#### [Page excerpt]
# Reading > Poems, Poets, and Poetry >  The Snow Man by Wallace Stevens

## Sitaram

http://homepages.wmich.edu/~cooneys/...vens.Snowman.h

tml

Wallace Stevens 
(1879-1955)



The Snow Man 
One must have a mind of winter 
To regard the frost and the boughs 
Of the pine-trees crusted with snow; 

And have been cold a long time 
To behold the junipers shagged with ice, 
The spruces rough in the distant glitter 

Of the January sun; and not to think 
Of any misery in the sound of the wind, 
In the sound of a few leaves, 

Which is the sound of the land 
Full of the same wind 
That is blowing in the same bare place 

For the listener, who listens in the snow, 
And, nothing himself, beholds 
Nothing that is not there and the nothing that is. 


-- from Harmonium , 1923 

--------------------------------------------------------------------------------

http://knitandcontemplation.typepad....re_on_the.html

Commentary by Robert Pack:

(excerpts):

In the remarkable poem "The Snow Man," Stevens dramatizes the 
action of a mind as it becomes one with the scene it perceives, and at 
that instant, the mind having ceased to bring something of itself to 
the scene, the scene then ceases to exist fully.


We, with the "one" of the poem, begin by watching the winter scene 
while in our mind the connotations of misery and cold brought forth by 
the scene are stirring. 

But gradually, almost imperceptibly, we are divested of whatever it is 
that distinguishes us from the snow man. We become the snow man, 
and we see the winter world through his eyes of coal, and we know 
the cold without the thoughts of human discomfort. 

To perceive the winter scene truly, we must have the mind of the 
snow man, until correspondence becomes identification. Then we see 
with the sharpest eye the images of winter: "pine-trees crusted with 
snow," "junipers shagged with ice," "spruces rough in the distant 
glitter/ Of the January sun." We hear with the acutest ear the cold 
sibilants evoking the sense of barrenness and monotony: "sound of 
the wind," "sound of a few leaves," "sound of the land," "same wind,"

#### [Prompt A]
Convert the records from the line containing "awning --coords pixels" up to and including the line containing "[[[0,0],[0,15],[2,15],[0,50],[11,49],[14,42],[15,13],[4,0]]]" into a JSON list of strings, one string per line, leaving out blank lines.
The records that follow have no connection to the thread on "The Snow Man."

#### [Entries shown]
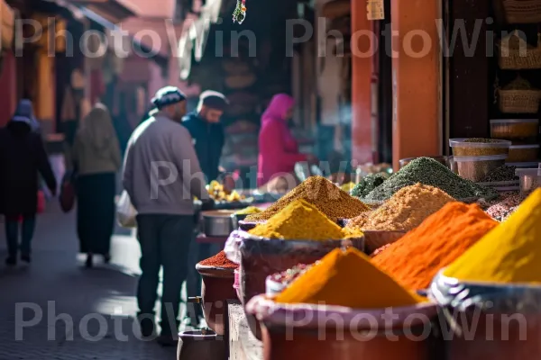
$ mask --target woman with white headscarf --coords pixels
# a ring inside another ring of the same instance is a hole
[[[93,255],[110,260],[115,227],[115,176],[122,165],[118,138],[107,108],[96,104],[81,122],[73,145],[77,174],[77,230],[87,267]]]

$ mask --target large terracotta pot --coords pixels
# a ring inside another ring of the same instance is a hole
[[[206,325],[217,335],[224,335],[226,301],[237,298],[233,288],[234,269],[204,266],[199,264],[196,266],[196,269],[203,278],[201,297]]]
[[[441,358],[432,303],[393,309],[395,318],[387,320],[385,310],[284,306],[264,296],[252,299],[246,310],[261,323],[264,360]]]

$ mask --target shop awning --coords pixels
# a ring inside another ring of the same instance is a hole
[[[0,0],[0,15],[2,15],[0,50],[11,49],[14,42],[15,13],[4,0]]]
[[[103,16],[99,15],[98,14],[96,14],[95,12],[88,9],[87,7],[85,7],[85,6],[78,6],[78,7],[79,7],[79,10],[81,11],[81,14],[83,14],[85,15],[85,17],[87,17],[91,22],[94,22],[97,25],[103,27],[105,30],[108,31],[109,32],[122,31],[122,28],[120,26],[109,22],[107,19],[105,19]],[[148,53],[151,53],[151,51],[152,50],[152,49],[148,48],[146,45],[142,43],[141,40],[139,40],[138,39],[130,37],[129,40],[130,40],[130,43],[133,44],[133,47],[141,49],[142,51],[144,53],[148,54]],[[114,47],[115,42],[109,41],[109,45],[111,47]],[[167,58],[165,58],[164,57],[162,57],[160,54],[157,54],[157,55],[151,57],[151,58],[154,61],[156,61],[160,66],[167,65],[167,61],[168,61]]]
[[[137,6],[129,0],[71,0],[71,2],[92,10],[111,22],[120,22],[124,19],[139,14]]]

--

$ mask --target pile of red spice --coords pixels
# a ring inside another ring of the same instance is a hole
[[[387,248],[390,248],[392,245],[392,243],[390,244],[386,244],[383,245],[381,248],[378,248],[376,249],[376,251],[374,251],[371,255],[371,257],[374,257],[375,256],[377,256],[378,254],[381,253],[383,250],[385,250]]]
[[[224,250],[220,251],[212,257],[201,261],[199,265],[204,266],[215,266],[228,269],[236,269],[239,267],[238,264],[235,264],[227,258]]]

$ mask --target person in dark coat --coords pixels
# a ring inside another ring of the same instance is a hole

#### [Prompt B]
In the thread on "The Snow Man," who wrote the commentary that is excerpted?

#### [Task answer A]
[
  "$ mask --target shop awning --coords pixels",
  "# a ring inside another ring of the same instance is a hole",
  "[[[0,0],[0,15],[2,15],[0,50],[11,49],[14,42],[15,13],[4,0]]]"
]

#### [Task answer B]
Robert Pack